=== MATERIAL SHOWN ===
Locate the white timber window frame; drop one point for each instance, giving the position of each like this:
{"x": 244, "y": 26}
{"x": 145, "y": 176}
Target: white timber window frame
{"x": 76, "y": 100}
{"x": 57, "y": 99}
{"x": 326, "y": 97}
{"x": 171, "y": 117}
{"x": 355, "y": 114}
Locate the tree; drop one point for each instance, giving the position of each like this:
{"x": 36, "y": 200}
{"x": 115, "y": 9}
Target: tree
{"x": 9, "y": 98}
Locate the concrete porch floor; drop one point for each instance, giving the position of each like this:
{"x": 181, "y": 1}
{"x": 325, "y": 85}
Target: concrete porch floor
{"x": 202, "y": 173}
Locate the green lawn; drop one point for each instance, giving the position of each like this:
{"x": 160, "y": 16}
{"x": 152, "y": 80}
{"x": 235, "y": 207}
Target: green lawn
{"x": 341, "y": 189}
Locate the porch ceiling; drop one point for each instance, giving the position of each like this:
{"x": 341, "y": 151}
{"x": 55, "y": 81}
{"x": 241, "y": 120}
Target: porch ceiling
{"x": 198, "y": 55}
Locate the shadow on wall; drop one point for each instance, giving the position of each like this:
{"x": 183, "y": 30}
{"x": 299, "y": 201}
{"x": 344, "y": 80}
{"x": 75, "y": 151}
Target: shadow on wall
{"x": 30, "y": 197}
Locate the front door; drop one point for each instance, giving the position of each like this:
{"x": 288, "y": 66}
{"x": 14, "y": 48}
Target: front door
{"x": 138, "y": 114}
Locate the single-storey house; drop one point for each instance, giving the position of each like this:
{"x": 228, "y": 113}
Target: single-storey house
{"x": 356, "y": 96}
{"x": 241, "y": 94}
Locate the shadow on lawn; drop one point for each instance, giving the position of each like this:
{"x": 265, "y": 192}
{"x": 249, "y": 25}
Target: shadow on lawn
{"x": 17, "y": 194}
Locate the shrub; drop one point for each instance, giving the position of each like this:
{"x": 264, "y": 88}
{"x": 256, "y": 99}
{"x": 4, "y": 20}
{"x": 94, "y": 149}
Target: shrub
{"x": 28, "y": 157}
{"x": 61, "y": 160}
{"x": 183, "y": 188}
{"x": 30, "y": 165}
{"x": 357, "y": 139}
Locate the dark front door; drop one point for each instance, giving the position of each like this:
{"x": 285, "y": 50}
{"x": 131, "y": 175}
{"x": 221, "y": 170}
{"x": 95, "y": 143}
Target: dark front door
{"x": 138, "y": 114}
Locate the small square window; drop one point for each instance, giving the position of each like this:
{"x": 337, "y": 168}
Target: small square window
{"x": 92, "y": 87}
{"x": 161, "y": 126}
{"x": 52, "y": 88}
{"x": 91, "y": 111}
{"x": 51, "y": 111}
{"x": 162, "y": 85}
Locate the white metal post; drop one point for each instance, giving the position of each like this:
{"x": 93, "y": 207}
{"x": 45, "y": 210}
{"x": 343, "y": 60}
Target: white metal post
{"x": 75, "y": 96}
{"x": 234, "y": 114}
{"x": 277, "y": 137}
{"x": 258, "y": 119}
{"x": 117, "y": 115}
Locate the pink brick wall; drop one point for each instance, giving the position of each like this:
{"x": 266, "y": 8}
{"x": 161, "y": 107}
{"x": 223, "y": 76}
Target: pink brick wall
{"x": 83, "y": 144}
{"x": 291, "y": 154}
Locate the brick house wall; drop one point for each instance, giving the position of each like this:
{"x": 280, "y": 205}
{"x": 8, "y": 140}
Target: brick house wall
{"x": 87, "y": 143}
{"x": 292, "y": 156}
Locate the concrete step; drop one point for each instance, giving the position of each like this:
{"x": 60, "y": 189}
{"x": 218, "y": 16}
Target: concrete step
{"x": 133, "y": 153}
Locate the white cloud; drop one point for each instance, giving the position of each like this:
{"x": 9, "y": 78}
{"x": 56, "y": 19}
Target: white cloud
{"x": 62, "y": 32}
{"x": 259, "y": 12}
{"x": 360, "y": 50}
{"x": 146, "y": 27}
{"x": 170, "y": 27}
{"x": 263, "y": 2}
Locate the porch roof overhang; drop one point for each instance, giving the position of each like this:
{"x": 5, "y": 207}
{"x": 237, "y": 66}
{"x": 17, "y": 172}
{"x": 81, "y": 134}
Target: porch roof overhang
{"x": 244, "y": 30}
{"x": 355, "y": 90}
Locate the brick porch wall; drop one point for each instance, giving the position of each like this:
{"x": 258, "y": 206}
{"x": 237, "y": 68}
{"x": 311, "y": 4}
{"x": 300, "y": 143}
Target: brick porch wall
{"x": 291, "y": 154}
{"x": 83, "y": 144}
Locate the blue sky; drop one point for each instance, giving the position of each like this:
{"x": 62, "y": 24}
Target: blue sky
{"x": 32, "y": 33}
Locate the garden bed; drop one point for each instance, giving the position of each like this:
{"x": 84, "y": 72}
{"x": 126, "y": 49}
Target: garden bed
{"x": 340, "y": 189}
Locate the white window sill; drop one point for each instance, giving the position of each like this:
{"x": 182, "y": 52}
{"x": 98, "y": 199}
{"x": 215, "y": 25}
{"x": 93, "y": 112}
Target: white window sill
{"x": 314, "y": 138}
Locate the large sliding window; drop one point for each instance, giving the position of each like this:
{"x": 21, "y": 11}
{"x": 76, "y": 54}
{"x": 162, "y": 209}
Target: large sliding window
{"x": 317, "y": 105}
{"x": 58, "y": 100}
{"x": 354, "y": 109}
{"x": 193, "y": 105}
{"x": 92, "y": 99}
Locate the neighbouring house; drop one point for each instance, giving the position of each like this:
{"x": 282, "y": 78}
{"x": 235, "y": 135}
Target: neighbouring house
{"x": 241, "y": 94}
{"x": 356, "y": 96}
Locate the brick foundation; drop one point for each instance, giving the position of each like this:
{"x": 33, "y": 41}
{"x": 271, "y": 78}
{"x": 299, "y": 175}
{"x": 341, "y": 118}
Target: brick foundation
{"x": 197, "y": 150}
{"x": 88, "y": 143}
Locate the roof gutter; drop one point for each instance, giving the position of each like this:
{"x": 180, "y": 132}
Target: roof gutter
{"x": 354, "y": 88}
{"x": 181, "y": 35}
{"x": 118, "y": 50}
===
Reproduce the material exactly, with every line intact.

Locate the white timber window frame; drop one point for each instance, giving the position of each like this:
{"x": 244, "y": 26}
{"x": 145, "y": 176}
Target: white timber window frame
{"x": 76, "y": 100}
{"x": 57, "y": 99}
{"x": 326, "y": 97}
{"x": 171, "y": 117}
{"x": 355, "y": 114}
Locate the tree; drop one point for each instance, giving the position of each like this:
{"x": 36, "y": 200}
{"x": 115, "y": 9}
Target: tree
{"x": 9, "y": 98}
Locate the concrete porch floor; drop one point for each instance, giving the position of each like this:
{"x": 181, "y": 1}
{"x": 325, "y": 85}
Target: concrete porch floor
{"x": 202, "y": 173}
Locate the green lawn; drop one point for each instance, giving the position of each like this:
{"x": 160, "y": 16}
{"x": 152, "y": 80}
{"x": 235, "y": 207}
Target: green lawn
{"x": 341, "y": 189}
Locate the porch ceiling; drop one point for each instance, giving the position of each like this:
{"x": 341, "y": 151}
{"x": 55, "y": 81}
{"x": 241, "y": 120}
Target: porch ceiling
{"x": 198, "y": 55}
Locate the shadow on wall; drop one point for each instance, giving the position of each like this:
{"x": 183, "y": 30}
{"x": 299, "y": 201}
{"x": 344, "y": 80}
{"x": 75, "y": 151}
Target: shadow on wall
{"x": 30, "y": 197}
Locate the front door; drop one point for each instance, giving the position of each like this:
{"x": 288, "y": 66}
{"x": 14, "y": 48}
Target: front door
{"x": 138, "y": 114}
Locate the single-storey house; drop one point for each instance, giving the position of each like this:
{"x": 228, "y": 113}
Target: single-storey house
{"x": 356, "y": 96}
{"x": 241, "y": 94}
Locate the shadow on lawn; drop one point for each instance, giving the position of each like this:
{"x": 265, "y": 192}
{"x": 249, "y": 25}
Target: shadow on lawn
{"x": 17, "y": 194}
Locate the shrub; drop one point for each instance, giving the position of each like this:
{"x": 264, "y": 88}
{"x": 256, "y": 99}
{"x": 4, "y": 20}
{"x": 94, "y": 149}
Target: shrub
{"x": 28, "y": 157}
{"x": 61, "y": 160}
{"x": 183, "y": 188}
{"x": 30, "y": 165}
{"x": 357, "y": 139}
Locate the dark front door; drop one point for each instance, giving the position of each like this:
{"x": 285, "y": 50}
{"x": 131, "y": 175}
{"x": 221, "y": 170}
{"x": 95, "y": 143}
Target: dark front door
{"x": 138, "y": 114}
Locate the small square window; drop one point for each instance, giving the position of each like this:
{"x": 337, "y": 168}
Target: small square window
{"x": 92, "y": 87}
{"x": 161, "y": 126}
{"x": 52, "y": 88}
{"x": 91, "y": 111}
{"x": 51, "y": 111}
{"x": 162, "y": 85}
Locate the white metal post; drop one point for each instance, giving the position of each like this:
{"x": 93, "y": 207}
{"x": 45, "y": 210}
{"x": 343, "y": 60}
Target: white metal post
{"x": 75, "y": 96}
{"x": 234, "y": 114}
{"x": 277, "y": 137}
{"x": 258, "y": 119}
{"x": 117, "y": 115}
Locate the pink brick wall; drop one point for each instance, giving the position of each like this:
{"x": 266, "y": 8}
{"x": 161, "y": 107}
{"x": 223, "y": 76}
Target: pink brick wall
{"x": 83, "y": 144}
{"x": 291, "y": 154}
Locate the brick house wall; drop one point for each instance, giving the position of each like this:
{"x": 280, "y": 205}
{"x": 8, "y": 140}
Target: brick house wall
{"x": 87, "y": 143}
{"x": 292, "y": 156}
Locate the concrete step; drop one point for each instance, giving the position of each like this:
{"x": 60, "y": 189}
{"x": 218, "y": 16}
Target: concrete step
{"x": 133, "y": 153}
Locate the white cloud; drop one point for each instance, giving the position of each like this:
{"x": 9, "y": 78}
{"x": 56, "y": 19}
Target: white cloud
{"x": 62, "y": 32}
{"x": 259, "y": 12}
{"x": 360, "y": 50}
{"x": 146, "y": 27}
{"x": 170, "y": 27}
{"x": 263, "y": 2}
Locate the porch roof overhang; drop one point for each instance, giving the position of each like this:
{"x": 5, "y": 207}
{"x": 237, "y": 66}
{"x": 17, "y": 172}
{"x": 81, "y": 134}
Target: porch roof overhang
{"x": 244, "y": 30}
{"x": 355, "y": 90}
Locate the brick porch wall; drop one point for each instance, giving the position of each like this:
{"x": 258, "y": 206}
{"x": 237, "y": 68}
{"x": 311, "y": 4}
{"x": 300, "y": 143}
Target: brick porch wall
{"x": 291, "y": 154}
{"x": 83, "y": 144}
Locate the blue sky; drop one point for each instance, giving the position of each like this:
{"x": 62, "y": 24}
Target: blue sky
{"x": 32, "y": 33}
Locate the garden bed; drop one point for each instance, giving the position of each like this:
{"x": 84, "y": 72}
{"x": 126, "y": 49}
Target: garden bed
{"x": 340, "y": 189}
Locate the white window sill; drop one point for each instance, giving the position of each like this:
{"x": 182, "y": 52}
{"x": 98, "y": 199}
{"x": 215, "y": 25}
{"x": 93, "y": 112}
Target: white window sill
{"x": 314, "y": 138}
Locate the large sliding window; drop one point for each instance, giving the position of each like this:
{"x": 21, "y": 11}
{"x": 76, "y": 54}
{"x": 162, "y": 209}
Target: large sliding window
{"x": 317, "y": 105}
{"x": 58, "y": 100}
{"x": 354, "y": 109}
{"x": 193, "y": 105}
{"x": 92, "y": 99}
Locate the neighbouring house; drop one point for each instance, giving the position of each like this:
{"x": 282, "y": 78}
{"x": 235, "y": 135}
Target: neighbouring house
{"x": 241, "y": 94}
{"x": 356, "y": 96}
Locate the brick foundation; drop one point for each instance, giving the position of each like this:
{"x": 33, "y": 41}
{"x": 271, "y": 78}
{"x": 299, "y": 175}
{"x": 341, "y": 118}
Target: brick foundation
{"x": 197, "y": 150}
{"x": 88, "y": 143}
Locate the roof gutter; drop one point for each instance, giving the position of each like this:
{"x": 180, "y": 132}
Target: roof gutter
{"x": 354, "y": 88}
{"x": 181, "y": 35}
{"x": 118, "y": 50}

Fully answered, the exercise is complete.